REQUIREMENTS
How many of the lines below contain the string "covered"? Case matters, and the reply should be only the number.

RECORD EXTRACTS
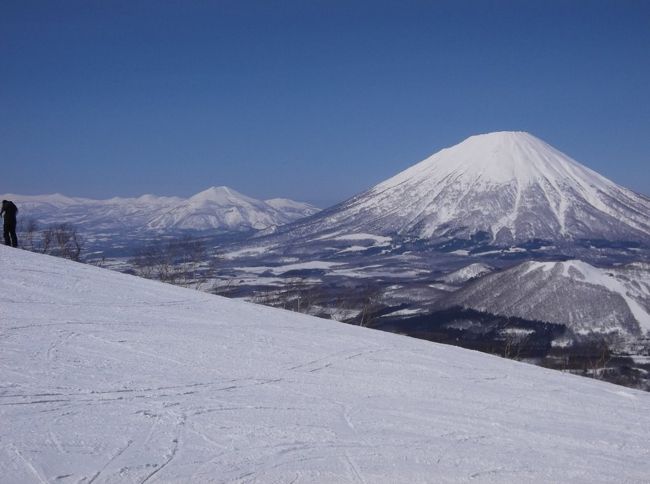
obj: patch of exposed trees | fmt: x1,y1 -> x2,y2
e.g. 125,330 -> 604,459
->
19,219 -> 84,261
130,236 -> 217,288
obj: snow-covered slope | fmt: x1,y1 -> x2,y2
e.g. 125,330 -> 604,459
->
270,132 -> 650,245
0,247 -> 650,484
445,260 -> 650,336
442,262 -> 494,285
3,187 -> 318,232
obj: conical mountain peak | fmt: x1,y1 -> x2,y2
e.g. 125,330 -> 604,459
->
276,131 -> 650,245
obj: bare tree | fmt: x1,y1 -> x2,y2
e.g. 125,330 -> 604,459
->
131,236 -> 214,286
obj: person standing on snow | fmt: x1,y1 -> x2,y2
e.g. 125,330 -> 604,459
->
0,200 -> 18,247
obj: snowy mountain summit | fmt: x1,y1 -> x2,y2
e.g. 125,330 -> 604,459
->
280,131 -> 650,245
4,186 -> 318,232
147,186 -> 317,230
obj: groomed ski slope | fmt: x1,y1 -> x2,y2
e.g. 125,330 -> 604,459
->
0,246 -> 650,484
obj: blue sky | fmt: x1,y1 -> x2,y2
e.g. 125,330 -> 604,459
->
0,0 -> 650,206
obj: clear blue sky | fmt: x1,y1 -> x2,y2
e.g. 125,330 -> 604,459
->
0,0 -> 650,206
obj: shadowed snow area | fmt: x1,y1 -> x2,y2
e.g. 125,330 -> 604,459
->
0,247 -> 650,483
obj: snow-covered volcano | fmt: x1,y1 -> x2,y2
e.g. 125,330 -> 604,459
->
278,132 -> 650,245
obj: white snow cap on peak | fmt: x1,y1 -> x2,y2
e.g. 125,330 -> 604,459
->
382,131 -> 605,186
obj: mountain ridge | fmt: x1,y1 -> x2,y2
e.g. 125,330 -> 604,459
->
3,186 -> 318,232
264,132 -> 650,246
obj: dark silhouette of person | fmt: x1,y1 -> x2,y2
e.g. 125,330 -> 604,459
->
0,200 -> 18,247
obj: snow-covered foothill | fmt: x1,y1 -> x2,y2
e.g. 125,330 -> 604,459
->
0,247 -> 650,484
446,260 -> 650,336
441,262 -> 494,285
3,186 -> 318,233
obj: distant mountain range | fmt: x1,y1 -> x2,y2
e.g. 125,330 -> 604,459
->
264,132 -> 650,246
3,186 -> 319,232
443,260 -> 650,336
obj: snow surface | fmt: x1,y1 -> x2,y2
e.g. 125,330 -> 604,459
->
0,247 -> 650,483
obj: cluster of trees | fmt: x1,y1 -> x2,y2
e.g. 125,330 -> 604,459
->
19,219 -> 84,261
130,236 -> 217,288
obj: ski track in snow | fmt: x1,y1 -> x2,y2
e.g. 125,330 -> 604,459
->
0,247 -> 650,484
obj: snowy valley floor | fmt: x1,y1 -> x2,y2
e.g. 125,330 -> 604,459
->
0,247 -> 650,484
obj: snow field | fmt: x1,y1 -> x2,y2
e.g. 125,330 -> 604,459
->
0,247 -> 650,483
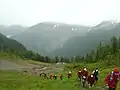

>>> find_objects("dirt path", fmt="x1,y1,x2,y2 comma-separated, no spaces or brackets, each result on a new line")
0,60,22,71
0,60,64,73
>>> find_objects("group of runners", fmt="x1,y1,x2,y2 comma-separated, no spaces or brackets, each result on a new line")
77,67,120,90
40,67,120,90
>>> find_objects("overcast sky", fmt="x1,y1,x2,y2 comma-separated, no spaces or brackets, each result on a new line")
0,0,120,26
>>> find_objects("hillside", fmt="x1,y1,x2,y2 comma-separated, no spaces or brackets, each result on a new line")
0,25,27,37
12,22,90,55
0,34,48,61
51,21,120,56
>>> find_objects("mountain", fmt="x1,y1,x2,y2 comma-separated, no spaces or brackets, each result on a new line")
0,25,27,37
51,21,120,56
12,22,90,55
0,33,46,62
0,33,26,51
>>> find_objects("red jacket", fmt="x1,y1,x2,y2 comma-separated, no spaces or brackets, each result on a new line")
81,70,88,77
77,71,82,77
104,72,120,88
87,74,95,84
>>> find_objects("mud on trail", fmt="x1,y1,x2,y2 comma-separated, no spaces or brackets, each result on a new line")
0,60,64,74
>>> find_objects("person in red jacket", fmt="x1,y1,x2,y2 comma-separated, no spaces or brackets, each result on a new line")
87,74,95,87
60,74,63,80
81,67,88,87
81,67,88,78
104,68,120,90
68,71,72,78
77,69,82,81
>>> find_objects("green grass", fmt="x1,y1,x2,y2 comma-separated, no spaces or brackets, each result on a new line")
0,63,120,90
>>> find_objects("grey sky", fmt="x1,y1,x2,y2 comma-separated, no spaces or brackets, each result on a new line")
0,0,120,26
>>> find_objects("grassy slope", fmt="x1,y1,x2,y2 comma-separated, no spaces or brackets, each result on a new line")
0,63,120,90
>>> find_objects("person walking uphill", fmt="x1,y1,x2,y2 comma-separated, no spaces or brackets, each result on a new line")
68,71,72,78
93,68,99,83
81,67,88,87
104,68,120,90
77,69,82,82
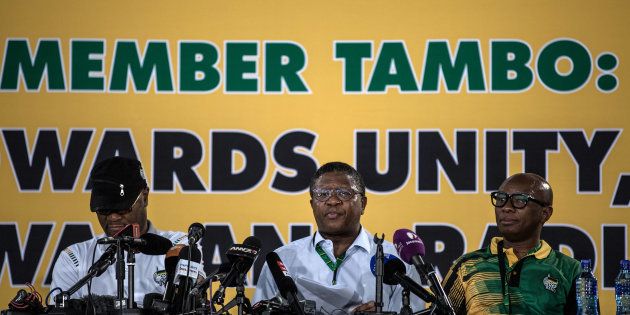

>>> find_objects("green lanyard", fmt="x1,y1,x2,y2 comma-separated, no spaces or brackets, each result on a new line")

CORRECT RESPONSE
3